_INSTRUCTIONS FOR THE TASK_. Reproduce each of the records below word for word, omitting the pictures.

_PROVIDED MATERIAL_.
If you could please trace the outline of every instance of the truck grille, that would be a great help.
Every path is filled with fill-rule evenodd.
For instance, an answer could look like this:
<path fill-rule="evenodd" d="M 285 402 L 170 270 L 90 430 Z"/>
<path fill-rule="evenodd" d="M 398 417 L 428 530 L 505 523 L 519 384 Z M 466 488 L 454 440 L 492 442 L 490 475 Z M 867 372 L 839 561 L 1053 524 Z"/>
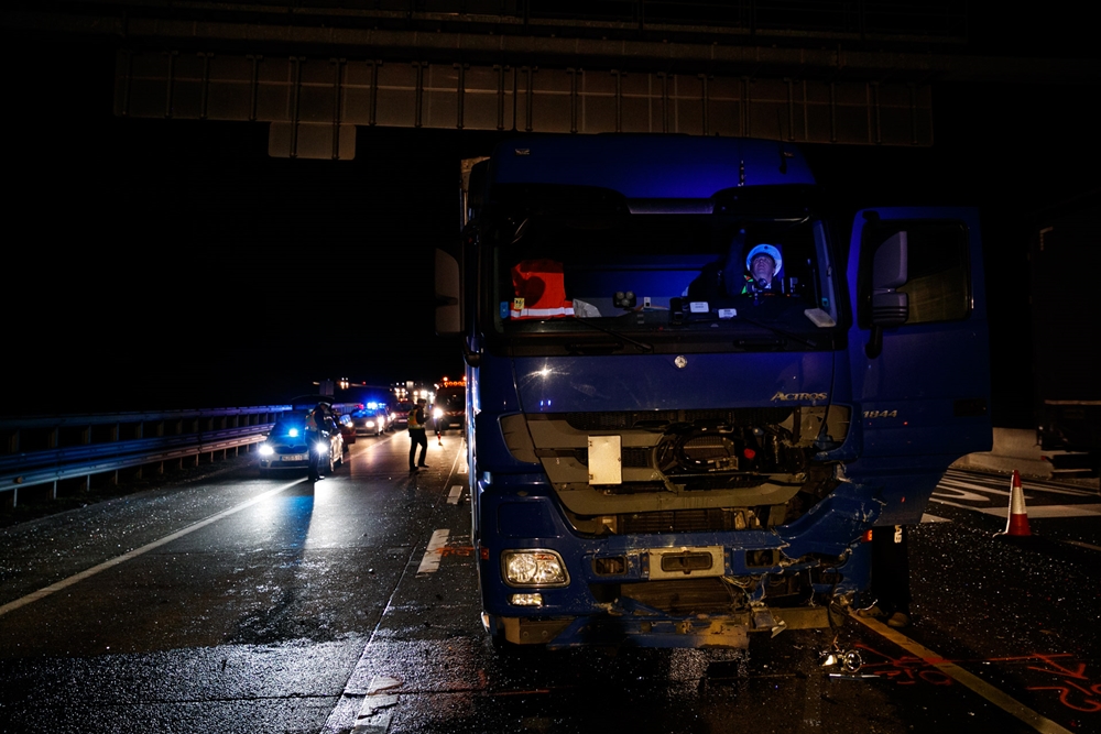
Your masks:
<path fill-rule="evenodd" d="M 666 614 L 723 614 L 744 605 L 720 579 L 686 579 L 684 581 L 647 581 L 624 583 L 620 595 L 661 610 Z"/>
<path fill-rule="evenodd" d="M 738 513 L 721 507 L 709 510 L 671 510 L 656 513 L 622 514 L 617 517 L 619 532 L 632 533 L 705 533 L 734 530 Z"/>

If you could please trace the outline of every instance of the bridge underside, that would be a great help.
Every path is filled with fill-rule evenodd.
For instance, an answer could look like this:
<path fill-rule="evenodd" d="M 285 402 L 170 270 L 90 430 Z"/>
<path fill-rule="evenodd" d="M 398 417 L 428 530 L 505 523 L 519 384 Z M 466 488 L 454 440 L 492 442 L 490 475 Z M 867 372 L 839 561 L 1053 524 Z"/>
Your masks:
<path fill-rule="evenodd" d="M 291 157 L 371 125 L 928 146 L 939 81 L 1101 79 L 959 55 L 952 0 L 12 0 L 0 26 L 110 44 L 116 114 L 265 122 Z"/>
<path fill-rule="evenodd" d="M 357 125 L 933 143 L 927 84 L 461 61 L 120 51 L 115 111 L 269 122 L 282 157 L 351 158 Z"/>

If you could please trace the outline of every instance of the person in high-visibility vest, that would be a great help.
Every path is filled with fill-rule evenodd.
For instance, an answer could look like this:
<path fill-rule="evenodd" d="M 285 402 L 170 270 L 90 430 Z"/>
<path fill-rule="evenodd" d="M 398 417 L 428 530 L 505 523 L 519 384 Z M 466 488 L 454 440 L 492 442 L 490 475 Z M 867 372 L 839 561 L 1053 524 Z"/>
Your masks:
<path fill-rule="evenodd" d="M 424 462 L 424 457 L 428 452 L 428 436 L 425 432 L 426 418 L 424 416 L 424 406 L 427 403 L 428 401 L 422 397 L 416 402 L 413 409 L 410 410 L 410 471 L 428 468 L 428 464 Z M 421 447 L 421 460 L 414 463 L 417 446 Z"/>
<path fill-rule="evenodd" d="M 320 403 L 306 414 L 306 421 L 303 428 L 305 428 L 306 434 L 306 452 L 309 456 L 309 479 L 316 482 L 320 479 L 320 471 L 318 470 L 320 456 L 318 454 L 317 445 L 321 442 L 323 431 L 325 430 L 325 407 Z"/>

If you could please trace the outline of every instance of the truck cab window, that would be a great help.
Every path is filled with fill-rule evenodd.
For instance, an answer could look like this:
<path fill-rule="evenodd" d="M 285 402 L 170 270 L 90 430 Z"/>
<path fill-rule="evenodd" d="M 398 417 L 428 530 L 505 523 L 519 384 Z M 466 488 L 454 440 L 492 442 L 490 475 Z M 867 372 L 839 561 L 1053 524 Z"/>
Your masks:
<path fill-rule="evenodd" d="M 971 308 L 967 230 L 953 221 L 891 221 L 864 229 L 864 244 L 884 242 L 896 232 L 908 238 L 907 275 L 900 293 L 908 297 L 906 324 L 935 324 L 967 318 Z M 868 263 L 872 248 L 865 247 Z M 866 304 L 862 304 L 862 307 Z M 868 322 L 862 308 L 861 324 Z"/>

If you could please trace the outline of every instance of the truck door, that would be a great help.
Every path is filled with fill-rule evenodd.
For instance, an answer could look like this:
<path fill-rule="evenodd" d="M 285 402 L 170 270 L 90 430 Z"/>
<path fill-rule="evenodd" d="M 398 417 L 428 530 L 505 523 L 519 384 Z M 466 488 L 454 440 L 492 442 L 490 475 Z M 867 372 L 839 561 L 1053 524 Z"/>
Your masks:
<path fill-rule="evenodd" d="M 917 496 L 911 507 L 895 507 L 893 517 L 885 512 L 881 522 L 918 522 L 948 464 L 991 448 L 978 211 L 858 212 L 848 282 L 849 359 L 863 442 L 861 467 L 854 469 L 912 478 Z M 933 486 L 926 487 L 929 481 Z M 901 487 L 896 500 L 905 502 L 907 481 L 887 483 Z"/>

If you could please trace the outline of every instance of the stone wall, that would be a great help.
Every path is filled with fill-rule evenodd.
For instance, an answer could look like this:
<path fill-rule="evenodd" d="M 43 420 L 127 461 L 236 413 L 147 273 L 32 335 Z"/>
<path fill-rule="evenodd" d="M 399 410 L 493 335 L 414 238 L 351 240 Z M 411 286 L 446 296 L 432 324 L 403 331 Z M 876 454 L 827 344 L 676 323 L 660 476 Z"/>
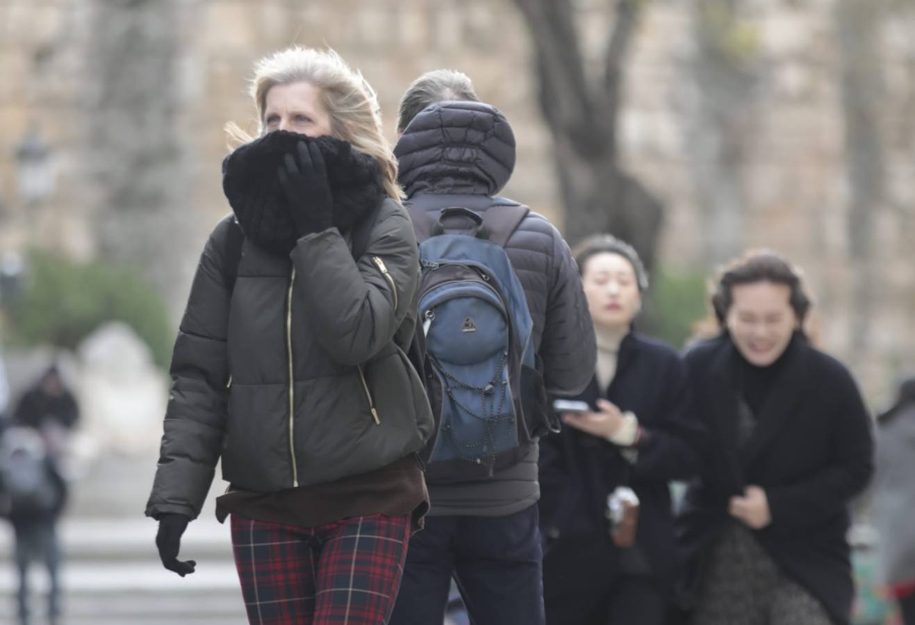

_EXERCISE ANSWER_.
If you could please trace the outline of every instance of the truck grille, that would be a great help.
Every path is filled with fill-rule evenodd.
For instance, an answer could look like this:
<path fill-rule="evenodd" d="M 285 402 L 170 270 L 90 430 Z"/>
<path fill-rule="evenodd" d="M 398 417 L 428 530 L 505 523 L 519 384 Z M 466 488 L 454 440 L 492 442 L 490 475 Z M 867 372 L 839 561 L 1053 524 Z"/>
Your masks:
<path fill-rule="evenodd" d="M 666 614 L 723 614 L 744 605 L 720 579 L 686 579 L 684 581 L 647 581 L 624 583 L 620 595 L 661 610 Z"/>
<path fill-rule="evenodd" d="M 738 513 L 721 507 L 709 510 L 671 510 L 656 513 L 622 514 L 617 517 L 619 532 L 632 533 L 705 533 L 734 530 Z"/>

If you could please trace the outline of every instance of the bridge underside, that would be a great help.
Every path is filled with fill-rule evenodd.
For instance, an answer could look like this:
<path fill-rule="evenodd" d="M 285 402 L 170 270 L 90 430 Z"/>
<path fill-rule="evenodd" d="M 398 417 L 428 530 L 505 523 L 519 384 Z M 466 488 L 454 440 L 492 442 L 490 475 Z M 867 372 L 839 561 L 1053 524 Z"/>
Your masks:
<path fill-rule="evenodd" d="M 291 157 L 371 125 L 928 146 L 939 81 L 1101 79 L 959 55 L 952 0 L 12 0 L 0 26 L 110 44 L 116 114 L 265 122 Z"/>
<path fill-rule="evenodd" d="M 357 125 L 933 143 L 927 84 L 461 61 L 120 51 L 115 111 L 269 122 L 282 157 L 351 158 Z"/>

If you could please trace the outline of every instance of the person in high-visibility vest, that would be a great help.
Every path is filled with fill-rule evenodd.
For instance, an answer could look like this:
<path fill-rule="evenodd" d="M 285 402 L 170 270 L 90 430 Z"/>
<path fill-rule="evenodd" d="M 398 417 L 428 530 L 505 523 L 519 384 Z M 466 488 L 454 440 L 492 442 L 490 475 Z M 867 372 L 839 561 L 1053 524 Z"/>
Your masks:
<path fill-rule="evenodd" d="M 424 462 L 424 457 L 428 452 L 428 436 L 425 432 L 426 418 L 424 416 L 424 406 L 427 403 L 428 401 L 422 397 L 416 402 L 413 409 L 410 410 L 410 471 L 428 468 L 428 464 Z M 421 447 L 421 460 L 414 463 L 417 446 Z"/>
<path fill-rule="evenodd" d="M 320 403 L 306 414 L 306 421 L 303 428 L 305 428 L 306 434 L 306 452 L 309 456 L 309 479 L 316 482 L 320 479 L 320 471 L 318 470 L 320 456 L 318 454 L 317 445 L 321 442 L 323 431 L 325 430 L 325 407 Z"/>

If you could please trace the outline of every instance of the truck cab window, that would be a great help.
Every path is filled with fill-rule evenodd.
For instance, an answer could look like this:
<path fill-rule="evenodd" d="M 285 402 L 170 270 L 90 430 Z"/>
<path fill-rule="evenodd" d="M 398 417 L 428 530 L 505 523 L 519 384 Z M 466 488 L 454 440 L 492 442 L 490 475 Z M 867 372 L 839 561 L 1053 524 Z"/>
Your masks:
<path fill-rule="evenodd" d="M 971 308 L 967 230 L 953 221 L 891 221 L 864 229 L 864 244 L 884 242 L 896 232 L 908 238 L 907 275 L 900 293 L 908 297 L 906 324 L 935 324 L 967 318 Z M 868 263 L 872 248 L 865 247 Z M 866 304 L 862 304 L 862 307 Z M 868 322 L 862 308 L 861 324 Z"/>

If you could please trace the outline of every instance of the truck door, that would be a great help.
Every path is filled with fill-rule evenodd.
For instance, an answer could look like this:
<path fill-rule="evenodd" d="M 285 402 L 170 270 L 90 430 Z"/>
<path fill-rule="evenodd" d="M 398 417 L 428 530 L 505 523 L 519 384 Z M 466 488 L 454 440 L 492 442 L 490 475 Z M 867 372 L 839 561 L 1053 524 Z"/>
Your masks:
<path fill-rule="evenodd" d="M 917 496 L 911 507 L 895 507 L 893 517 L 885 512 L 881 522 L 918 522 L 948 464 L 991 448 L 978 211 L 858 212 L 848 282 L 849 359 L 863 442 L 861 467 L 854 469 L 912 478 Z M 933 486 L 926 487 L 929 481 Z M 901 487 L 896 500 L 905 502 L 907 481 L 887 483 Z"/>

If you could please trace the outline of every instance of the stone wall, that would be a great help.
Every path is filled with fill-rule evenodd.
For instance, an answer could look like this:
<path fill-rule="evenodd" d="M 43 420 L 127 461 L 236 413 L 147 273 L 32 335 Z"/>
<path fill-rule="evenodd" d="M 399 410 L 493 335 L 414 238 L 351 240 Z M 411 286 L 446 296 L 432 324 L 403 331 Z M 876 454 L 827 344 L 676 323 L 660 476 Z"/>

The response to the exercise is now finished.